*INPUT FOR THIS TASK*.
☆ ☆ ☆ ☆ ☆ ☆ ☆
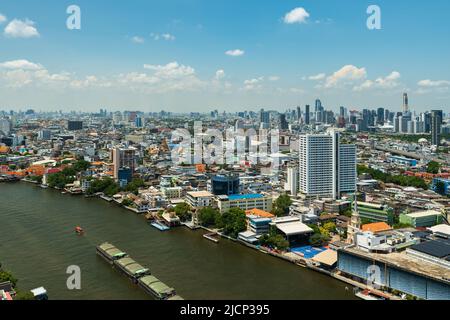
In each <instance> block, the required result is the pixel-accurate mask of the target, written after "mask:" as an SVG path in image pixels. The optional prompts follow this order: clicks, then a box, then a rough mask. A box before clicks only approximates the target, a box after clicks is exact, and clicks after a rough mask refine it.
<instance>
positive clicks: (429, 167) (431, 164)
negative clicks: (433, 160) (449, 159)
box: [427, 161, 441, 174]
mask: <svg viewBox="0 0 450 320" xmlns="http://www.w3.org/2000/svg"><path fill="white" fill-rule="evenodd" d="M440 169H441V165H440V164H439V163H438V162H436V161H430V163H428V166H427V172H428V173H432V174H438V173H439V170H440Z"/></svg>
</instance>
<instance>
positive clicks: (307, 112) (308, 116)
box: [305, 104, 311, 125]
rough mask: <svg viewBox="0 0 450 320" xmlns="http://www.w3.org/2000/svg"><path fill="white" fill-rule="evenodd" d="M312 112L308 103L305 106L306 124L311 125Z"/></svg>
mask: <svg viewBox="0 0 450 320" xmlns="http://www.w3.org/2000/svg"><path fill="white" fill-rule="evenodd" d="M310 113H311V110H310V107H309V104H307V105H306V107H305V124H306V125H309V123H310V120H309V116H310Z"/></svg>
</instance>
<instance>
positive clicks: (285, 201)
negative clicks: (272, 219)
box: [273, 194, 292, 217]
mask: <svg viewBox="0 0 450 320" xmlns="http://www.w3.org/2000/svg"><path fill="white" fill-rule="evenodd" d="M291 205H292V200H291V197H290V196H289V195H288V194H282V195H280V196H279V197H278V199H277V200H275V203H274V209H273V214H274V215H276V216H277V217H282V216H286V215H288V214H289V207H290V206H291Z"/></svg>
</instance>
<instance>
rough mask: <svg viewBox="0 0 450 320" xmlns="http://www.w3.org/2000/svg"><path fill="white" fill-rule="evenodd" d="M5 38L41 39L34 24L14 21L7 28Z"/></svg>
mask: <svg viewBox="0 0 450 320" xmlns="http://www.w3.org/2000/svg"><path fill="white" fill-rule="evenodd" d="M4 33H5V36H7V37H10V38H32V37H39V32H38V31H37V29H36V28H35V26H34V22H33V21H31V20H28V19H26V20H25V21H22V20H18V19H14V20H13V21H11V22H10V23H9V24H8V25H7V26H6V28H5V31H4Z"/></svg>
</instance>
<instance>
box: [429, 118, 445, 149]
☆ ☆ ☆ ☆ ☆ ☆ ☆
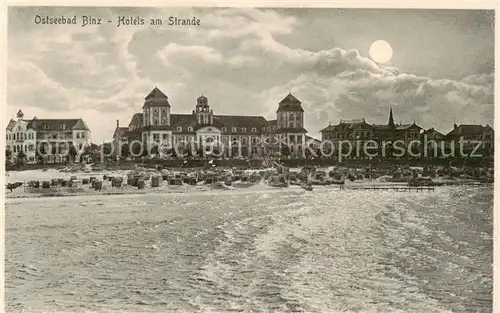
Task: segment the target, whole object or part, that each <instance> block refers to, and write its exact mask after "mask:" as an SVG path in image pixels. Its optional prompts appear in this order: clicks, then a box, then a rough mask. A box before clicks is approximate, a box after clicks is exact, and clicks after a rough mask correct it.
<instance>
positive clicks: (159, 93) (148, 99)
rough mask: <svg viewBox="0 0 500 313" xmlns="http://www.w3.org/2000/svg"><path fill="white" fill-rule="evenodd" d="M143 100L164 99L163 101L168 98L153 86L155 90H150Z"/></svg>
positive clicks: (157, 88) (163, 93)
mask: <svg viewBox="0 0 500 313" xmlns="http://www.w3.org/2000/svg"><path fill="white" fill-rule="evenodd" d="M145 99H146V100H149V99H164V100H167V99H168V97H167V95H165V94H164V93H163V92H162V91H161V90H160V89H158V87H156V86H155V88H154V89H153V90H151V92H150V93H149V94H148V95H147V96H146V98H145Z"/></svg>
☆ ☆ ☆ ☆ ☆ ☆ ☆
*GOAL OF THE EXERCISE*.
How many lines in the records above contain the string "target", with case counting? Reply with the number alone.

*ANSWER TO THIS TASK*.
2